### Data excerpts

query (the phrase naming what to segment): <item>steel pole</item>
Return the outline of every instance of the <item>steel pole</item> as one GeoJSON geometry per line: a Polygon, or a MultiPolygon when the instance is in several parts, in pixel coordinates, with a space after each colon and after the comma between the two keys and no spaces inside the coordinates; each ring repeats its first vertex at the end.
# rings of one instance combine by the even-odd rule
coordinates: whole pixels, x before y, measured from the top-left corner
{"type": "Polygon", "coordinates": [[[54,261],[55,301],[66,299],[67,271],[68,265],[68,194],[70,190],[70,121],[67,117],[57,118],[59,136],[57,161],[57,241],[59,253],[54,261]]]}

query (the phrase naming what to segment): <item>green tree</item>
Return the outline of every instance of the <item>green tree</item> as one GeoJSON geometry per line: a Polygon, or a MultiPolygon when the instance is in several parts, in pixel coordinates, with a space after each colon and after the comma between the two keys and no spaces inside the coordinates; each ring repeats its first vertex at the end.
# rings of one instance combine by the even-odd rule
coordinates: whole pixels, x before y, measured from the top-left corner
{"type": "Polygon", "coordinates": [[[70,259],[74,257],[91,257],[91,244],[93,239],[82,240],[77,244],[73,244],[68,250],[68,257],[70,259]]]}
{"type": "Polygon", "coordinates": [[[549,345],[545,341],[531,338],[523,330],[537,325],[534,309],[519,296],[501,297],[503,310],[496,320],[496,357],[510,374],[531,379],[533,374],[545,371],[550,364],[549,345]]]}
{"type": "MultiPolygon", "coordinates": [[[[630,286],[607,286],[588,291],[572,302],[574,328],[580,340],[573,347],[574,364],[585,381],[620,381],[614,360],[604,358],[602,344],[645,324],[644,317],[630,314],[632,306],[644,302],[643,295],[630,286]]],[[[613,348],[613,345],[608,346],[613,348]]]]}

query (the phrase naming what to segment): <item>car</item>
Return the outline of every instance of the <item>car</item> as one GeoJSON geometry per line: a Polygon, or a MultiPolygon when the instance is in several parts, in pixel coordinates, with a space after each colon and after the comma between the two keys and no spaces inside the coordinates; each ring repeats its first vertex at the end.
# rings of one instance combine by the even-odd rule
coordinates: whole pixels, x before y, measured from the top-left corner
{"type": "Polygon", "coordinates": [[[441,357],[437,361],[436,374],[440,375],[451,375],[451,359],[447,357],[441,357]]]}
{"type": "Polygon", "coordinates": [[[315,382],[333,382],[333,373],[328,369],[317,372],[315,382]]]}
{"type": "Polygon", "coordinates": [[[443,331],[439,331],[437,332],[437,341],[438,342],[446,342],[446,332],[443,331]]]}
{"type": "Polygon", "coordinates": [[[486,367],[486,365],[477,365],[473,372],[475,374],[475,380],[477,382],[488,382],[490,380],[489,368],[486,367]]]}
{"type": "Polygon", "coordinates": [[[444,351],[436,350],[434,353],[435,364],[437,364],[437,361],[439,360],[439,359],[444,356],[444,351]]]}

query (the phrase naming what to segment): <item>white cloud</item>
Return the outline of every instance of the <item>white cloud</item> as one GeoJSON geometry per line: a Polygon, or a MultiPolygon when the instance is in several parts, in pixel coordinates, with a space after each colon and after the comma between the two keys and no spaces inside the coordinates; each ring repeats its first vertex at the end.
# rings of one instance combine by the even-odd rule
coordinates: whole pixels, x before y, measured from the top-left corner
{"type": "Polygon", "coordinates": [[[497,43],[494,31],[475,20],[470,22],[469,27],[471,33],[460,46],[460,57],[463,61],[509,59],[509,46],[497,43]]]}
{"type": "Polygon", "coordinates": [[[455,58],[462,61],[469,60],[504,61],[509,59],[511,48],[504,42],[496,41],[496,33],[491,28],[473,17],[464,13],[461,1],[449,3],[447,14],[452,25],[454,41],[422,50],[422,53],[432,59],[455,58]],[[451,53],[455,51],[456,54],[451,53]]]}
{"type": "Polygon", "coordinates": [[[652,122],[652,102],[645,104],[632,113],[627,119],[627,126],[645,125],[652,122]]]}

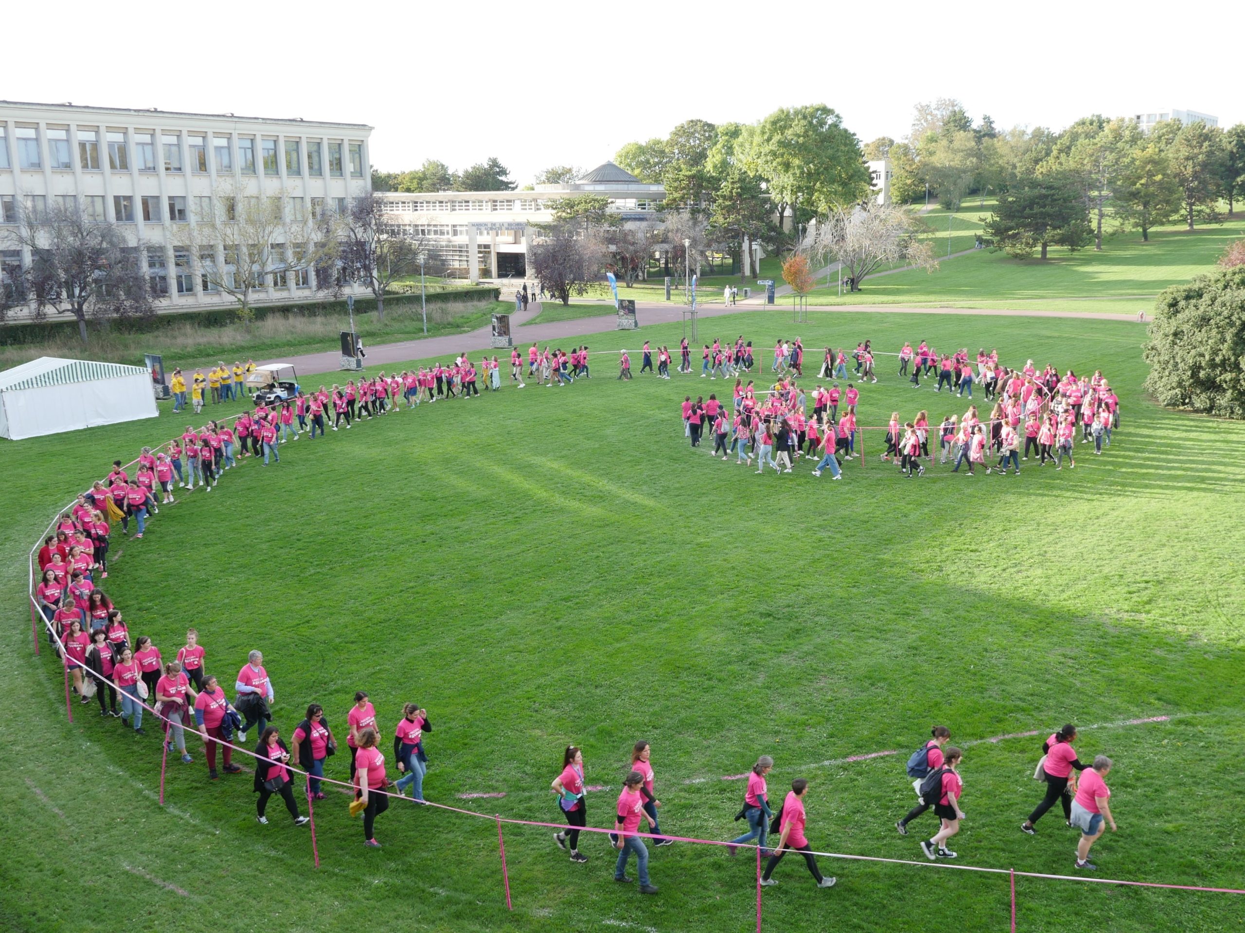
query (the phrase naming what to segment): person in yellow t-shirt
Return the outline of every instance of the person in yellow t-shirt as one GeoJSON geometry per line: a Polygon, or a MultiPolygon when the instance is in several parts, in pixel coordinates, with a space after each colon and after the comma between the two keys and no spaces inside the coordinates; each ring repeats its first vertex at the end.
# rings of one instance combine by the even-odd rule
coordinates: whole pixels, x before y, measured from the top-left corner
{"type": "Polygon", "coordinates": [[[169,382],[169,388],[173,392],[173,412],[181,412],[186,408],[186,377],[182,376],[181,369],[173,369],[173,378],[169,382]]]}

######

-- Task details --
Copy the data items above line for line, without the pictures.

-- Exercise response --
query (the phrase naming what to segment): <item>steel pole</item>
Return the outline of every instance of the <item>steel pole</item> as one GeoJSON geometry per line: a Polygon, or a MultiPolygon when the instance is in several parts, in pixel coordinates, with a space after each colon and after the comma between the two keys and no spaces inside the coordinates; each ring repeats its first vertex at the end.
# rings of one instance combine by the even-odd rule
coordinates: whole pixels, x before y, measured from the top-left corner
{"type": "Polygon", "coordinates": [[[54,261],[55,301],[66,299],[67,271],[68,265],[68,194],[70,190],[70,121],[67,117],[57,118],[59,136],[57,161],[57,241],[59,253],[54,261]]]}

query (the phrase naming what to segment): <item>green tree</item>
Return the outline of every instance of the <item>green tree</item> as one GeoJSON geometry per line: a Polygon, or a MultiPolygon when the instance is in several parts, in pixel coordinates, with a space after each colon and after the comma between the two keys and no spaces inside the coordinates; each ring repeats its first vertex at the end.
# rings of one instance combine by the even-odd rule
coordinates: whole pixels, x before y, measured from the top-left corner
{"type": "Polygon", "coordinates": [[[70,259],[74,257],[91,257],[91,244],[93,239],[82,240],[77,244],[73,244],[68,250],[68,257],[70,259]]]}
{"type": "Polygon", "coordinates": [[[549,345],[545,341],[531,338],[523,330],[537,325],[534,309],[519,296],[501,297],[503,310],[496,320],[496,357],[510,374],[531,379],[533,374],[545,371],[550,364],[549,345]]]}
{"type": "MultiPolygon", "coordinates": [[[[630,286],[607,286],[588,291],[572,302],[574,328],[580,340],[573,347],[574,364],[585,381],[620,381],[614,360],[604,358],[602,344],[645,324],[644,317],[630,314],[632,306],[644,302],[643,295],[630,286]]],[[[613,348],[613,345],[608,346],[613,348]]]]}

query (the phrase naming what to segment): <item>car</item>
Return the outline of every instance of the <item>car</item> as one GeoJSON geometry per line: a Polygon, or a MultiPolygon when the instance is in several parts, in pixel coordinates, with a space after each colon and after the comma between the two keys and no spaces inside the coordinates; each ring repeats its first vertex at the end.
# rings of one instance combine by the even-odd rule
coordinates: whole pixels, x before y, measured from the top-left corner
{"type": "Polygon", "coordinates": [[[441,357],[437,361],[436,374],[440,375],[451,375],[451,359],[447,357],[441,357]]]}
{"type": "Polygon", "coordinates": [[[315,382],[333,382],[333,373],[328,369],[317,372],[315,382]]]}
{"type": "Polygon", "coordinates": [[[443,331],[439,331],[437,332],[437,341],[438,342],[446,342],[446,332],[443,331]]]}
{"type": "Polygon", "coordinates": [[[486,367],[486,365],[477,365],[473,372],[475,374],[475,380],[477,382],[488,382],[490,380],[489,368],[486,367]]]}
{"type": "Polygon", "coordinates": [[[444,351],[436,350],[434,353],[435,364],[437,364],[437,361],[439,360],[439,359],[444,356],[444,351]]]}

query (the phrase naming what to segment): <item>white cloud</item>
Return the outline of every instance of the <item>white cloud</item> as one GeoJSON geometry per line: a Polygon, or a MultiPolygon when the instance is in several parts, in pixel coordinates, with a space after each colon and after the comma between the two keys and no spaces inside the coordinates; each ring repeats its first vertex at the end.
# rings of one instance combine by the even-odd rule
coordinates: whole pixels, x before y, measured from the top-left corner
{"type": "Polygon", "coordinates": [[[497,43],[494,31],[475,20],[470,22],[469,27],[471,33],[460,46],[460,57],[463,61],[509,59],[509,46],[497,43]]]}
{"type": "Polygon", "coordinates": [[[455,58],[462,61],[469,60],[504,61],[509,59],[511,48],[504,42],[496,41],[496,33],[491,28],[473,17],[464,13],[461,1],[449,3],[447,14],[452,25],[454,41],[422,50],[422,53],[432,59],[455,58]],[[451,53],[455,51],[456,54],[451,53]]]}
{"type": "Polygon", "coordinates": [[[652,122],[652,102],[645,104],[632,113],[627,119],[627,126],[645,125],[652,122]]]}

query (the phrase naming what to segment): person in yellow t-shirt
Return the outline of every instance of the person in yellow t-shirt as one GeoJSON geometry per line: a Polygon, or a MultiPolygon when the instance is in several parts, in pixel coordinates, with a space after each colon and after the comma between the two keys and no spaces inside the coordinates; each ring repeats its first vertex at the end.
# rings of one instance combine by the even-odd rule
coordinates: whole pixels, x before y, measured from the top-left corner
{"type": "Polygon", "coordinates": [[[169,382],[169,388],[173,392],[173,412],[181,412],[186,408],[186,377],[182,376],[181,369],[173,369],[173,378],[169,382]]]}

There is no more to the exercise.